-- Exercise --
Here the whole listing must be retyped exactly, with no line omitted.

-- Recorded information --
====
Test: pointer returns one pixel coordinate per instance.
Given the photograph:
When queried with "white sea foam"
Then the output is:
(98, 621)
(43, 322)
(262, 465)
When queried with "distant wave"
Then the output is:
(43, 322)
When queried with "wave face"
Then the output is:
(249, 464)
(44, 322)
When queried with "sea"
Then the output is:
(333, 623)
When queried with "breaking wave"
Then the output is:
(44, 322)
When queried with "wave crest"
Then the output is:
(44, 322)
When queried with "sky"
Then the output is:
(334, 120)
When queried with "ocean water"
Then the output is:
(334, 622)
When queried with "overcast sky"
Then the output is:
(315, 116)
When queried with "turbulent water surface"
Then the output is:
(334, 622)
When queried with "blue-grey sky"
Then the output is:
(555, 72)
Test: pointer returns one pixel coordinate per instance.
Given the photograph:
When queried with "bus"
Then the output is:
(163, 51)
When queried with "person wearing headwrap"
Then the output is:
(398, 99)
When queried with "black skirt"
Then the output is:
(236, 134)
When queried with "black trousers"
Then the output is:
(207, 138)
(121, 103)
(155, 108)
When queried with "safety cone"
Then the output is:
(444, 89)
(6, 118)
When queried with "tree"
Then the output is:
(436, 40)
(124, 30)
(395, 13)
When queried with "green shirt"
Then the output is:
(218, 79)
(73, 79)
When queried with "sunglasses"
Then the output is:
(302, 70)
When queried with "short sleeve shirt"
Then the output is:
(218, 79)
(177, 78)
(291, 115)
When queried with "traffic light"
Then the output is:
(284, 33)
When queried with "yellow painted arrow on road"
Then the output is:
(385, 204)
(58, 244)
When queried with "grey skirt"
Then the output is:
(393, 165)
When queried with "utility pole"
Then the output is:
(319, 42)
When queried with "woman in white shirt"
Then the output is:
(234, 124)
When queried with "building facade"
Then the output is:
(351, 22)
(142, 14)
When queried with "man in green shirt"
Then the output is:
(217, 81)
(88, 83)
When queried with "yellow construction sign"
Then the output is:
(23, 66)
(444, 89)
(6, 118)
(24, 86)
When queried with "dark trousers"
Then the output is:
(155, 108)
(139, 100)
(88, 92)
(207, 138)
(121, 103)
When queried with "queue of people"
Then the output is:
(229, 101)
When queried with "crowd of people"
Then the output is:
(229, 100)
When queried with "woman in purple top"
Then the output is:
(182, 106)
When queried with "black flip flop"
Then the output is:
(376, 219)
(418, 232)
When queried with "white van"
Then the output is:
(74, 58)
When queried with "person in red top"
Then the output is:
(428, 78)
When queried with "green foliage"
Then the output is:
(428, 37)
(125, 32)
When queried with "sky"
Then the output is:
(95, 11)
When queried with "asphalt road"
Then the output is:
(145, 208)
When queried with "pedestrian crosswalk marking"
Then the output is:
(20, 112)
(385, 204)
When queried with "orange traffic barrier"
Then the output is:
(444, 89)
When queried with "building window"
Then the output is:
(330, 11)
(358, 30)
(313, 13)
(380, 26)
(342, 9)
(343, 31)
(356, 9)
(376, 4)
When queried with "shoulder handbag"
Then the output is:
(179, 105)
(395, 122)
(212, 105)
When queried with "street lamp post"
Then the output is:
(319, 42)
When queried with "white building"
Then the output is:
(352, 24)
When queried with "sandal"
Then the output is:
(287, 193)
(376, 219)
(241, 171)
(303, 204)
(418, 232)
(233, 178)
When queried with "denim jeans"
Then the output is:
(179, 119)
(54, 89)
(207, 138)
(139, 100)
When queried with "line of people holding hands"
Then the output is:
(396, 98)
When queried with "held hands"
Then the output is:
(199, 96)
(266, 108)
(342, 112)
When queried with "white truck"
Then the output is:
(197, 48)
====
-- Answer --
Test: pointer returns one pixel coordinate per instance.
Given the photograph:
When queried with "white sea foam"
Then the output is:
(98, 621)
(43, 322)
(262, 465)
When queried with "distant wave"
Then the output is:
(43, 322)
When queried with "wave face"
Then the output is:
(249, 464)
(44, 322)
When queried with "sea"
Then the output is:
(333, 623)
When queried with "breaking wave"
Then the output is:
(44, 322)
When queried with "wave crest"
Then the output is:
(44, 322)
When queried with "sky"
Then the output is:
(334, 120)
When queried with "ocean water"
Then the output is:
(334, 622)
When queried with "overcast sky"
Then the output is:
(315, 116)
When queried with "turbulent water surface"
Then the output is:
(334, 622)
When queried with "blue-grey sky"
Then the output is:
(555, 72)
Test: pointer returns one pixel coordinate per instance.
Given the photograph:
When queried with "bus"
Then the output is:
(163, 51)
When queried with "person wearing headwrap"
Then the output is:
(398, 99)
When queried with "black skirt"
Then the output is:
(236, 134)
When queried with "black trousers"
Then the output is:
(207, 138)
(121, 103)
(155, 108)
When queried with "safety cone"
Then the output is:
(444, 89)
(6, 118)
When queried with "tree"
Then the output is:
(436, 40)
(124, 30)
(395, 13)
When queried with "green shirt"
Then the output is:
(218, 79)
(73, 79)
When queried with "sunglasses"
Then the output is:
(302, 70)
When queried with "short sleeve shirt"
Then the output is:
(218, 79)
(177, 78)
(291, 115)
When queried with "traffic light"
Then the output is:
(284, 33)
When queried with "yellow painted arrow on road"
Then the output is:
(385, 204)
(58, 244)
When queried with "grey skirt"
Then the output is:
(393, 165)
When queried with "utility pole"
Then the output is:
(319, 42)
When queried with "woman in white shirt"
Then the output is:
(234, 124)
When queried with "building facade"
Then the output is:
(351, 22)
(142, 14)
When queried with "man in green shirt"
Then the output is:
(217, 81)
(88, 83)
When queried with "yellow construction sign"
Then the output is:
(23, 66)
(444, 89)
(6, 118)
(24, 86)
When queried with "dark trousers"
Then the output is:
(155, 108)
(139, 100)
(88, 92)
(207, 138)
(121, 103)
When queried with "queue of people"
Then the output is:
(229, 101)
When queried with "crowd of people"
Then the output is:
(229, 100)
When queried with "woman in purple top"
Then the output is:
(182, 106)
When queried with "black flip flop"
Then the output is:
(376, 219)
(418, 232)
When queried with "white van"
Then the output is:
(74, 58)
When queried with "person in red top"
Then the output is:
(428, 78)
When queried with "green foliage"
Then the output is:
(428, 37)
(125, 32)
When queried with "sky"
Then the output is:
(95, 11)
When queried with "asphalt road"
Then the output is:
(145, 208)
When queried with "pedestrian crosswalk marking"
Then the output is:
(20, 112)
(385, 204)
When queried with "orange traffic barrier"
Then the output is:
(444, 89)
When queried with "building window"
Then the output is:
(330, 11)
(358, 30)
(313, 13)
(380, 26)
(342, 9)
(343, 31)
(356, 9)
(376, 4)
When queried with "shoulder handbag"
Then the output is:
(179, 105)
(395, 122)
(212, 105)
When queried with "street lamp post"
Then the output is:
(319, 42)
When queried with "white building"
Then the output is:
(352, 24)
When queried with "sandal"
Then the output is:
(287, 193)
(376, 219)
(241, 171)
(303, 204)
(418, 232)
(233, 178)
When queried with "denim jeans"
Then the output is:
(179, 119)
(54, 89)
(207, 138)
(139, 100)
When queried with "line of people holding hands"
Then the output is:
(396, 98)
When queried with "held hands"
Then the output is:
(199, 96)
(266, 108)
(342, 112)
When queried with "white truck"
Then the output is:
(197, 48)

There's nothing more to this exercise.